# Required tasks
1. Edit the stretch of the Emmy news item from "The PBS series, P.O.V." through "Current Story (Program).", replacing "nominated" with "shortlisted".
2. Translate this sentence from the Emmy news item into Spanish: "Simon’s film also won the Freedom of Expression Award at the 1997 Sundance Film Festival."

# Excerpt provided
Acclaimed African Filmmaker Dies; PBS and P.O.V. Popular with Emmy; Italian Dub Strike

Popular with Emmy; Italian Dub Strike

Compiled by Floyd Webb and Mark Rabinowitz

>> African Filmmaker Djibril Diop Mambety Dies

Djibril Diop Mambety of Dakar, Senegal and one of Africa’s most
important filmmakers died in Paris last Thursday. He is best know for
two films; ” Hyenes (Ramatou)“, 1993 and “Touki Bouki“. A memorial
Internet site has been established at
The site presently includes a 1993 interview with Mambety, a
filmography and remembrences from friends and associates.

>> PBS and P.O.V. Garner Signicant Emmy Acclaim

The PBS series, P.O.V. picked up four nominations for News and
Documentary Emmy awards last week, with the network picking
up 27 nods overall. David Van Taylor and R.J. Cutler’s look at the
1994 Virginia Senatorial race between incumbent Charles Robb
and challenger Oliver North, “A Perfect Candidate” was nominated
for Outstanding Investigative Journalism and Laura Simon’s “Fear
and Learning at Hoover Elementary
,” a look at how denying public
services to illegal immigrants and their children affect the
students, teachers, parents and neighborhood was nominated for
Outstanding Background Analysis of a Single Current Story (Program).
Simon’s film also won the Freedom of Expression Award at the
1997 Sundance Film Festival. Jane C. Wagner and Tina DiFeliciantonio’s
1997 Sundance Grand Jury Prize-winning documentary, “Girls Like Us,”
a study of four years in the lives of teenage girls in South Philadelphia,
was nominated for Outstanding Informational or Cultural Program
and Alan Berliner’s “Nobody’s Business,” a personal look inside
family life with the filmmaker’s reluctant father, was nominated
for Outstanding Interview/Interviewers.

# Data block

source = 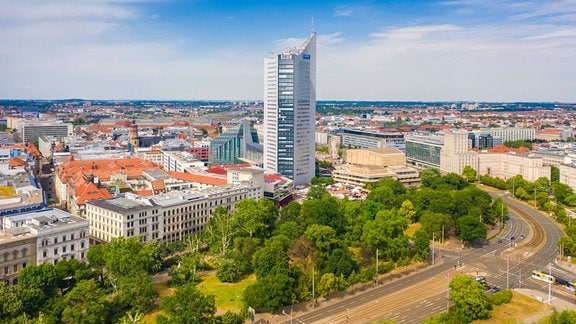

# Set of answers
1.
The PBS series, P.O.V. picked up four nominations for News and
Documentary Emmy awards last week, with the network picking
up 27 nods overall. David Van Taylor and R.J. Cutler’s look at the
1994 Virginia Senatorial race between incumbent Charles Robb
and challenger Oliver North, “A Perfect Candidate” was shortlisted
for Outstanding Investigative Journalism and Laura Simon’s “Fear
and Learning at Hoover Elementary
,” a look at how denying public
services to illegal immigrants and their children affect the
students, teachers, parents and neighborhood was shortlisted for
Outstanding Background Analysis of a Single Current Story (Program).

2. La película de Simon también ganó el Premio a la Libertad de Expresión en el Festival de Cine de Sundance de 1997.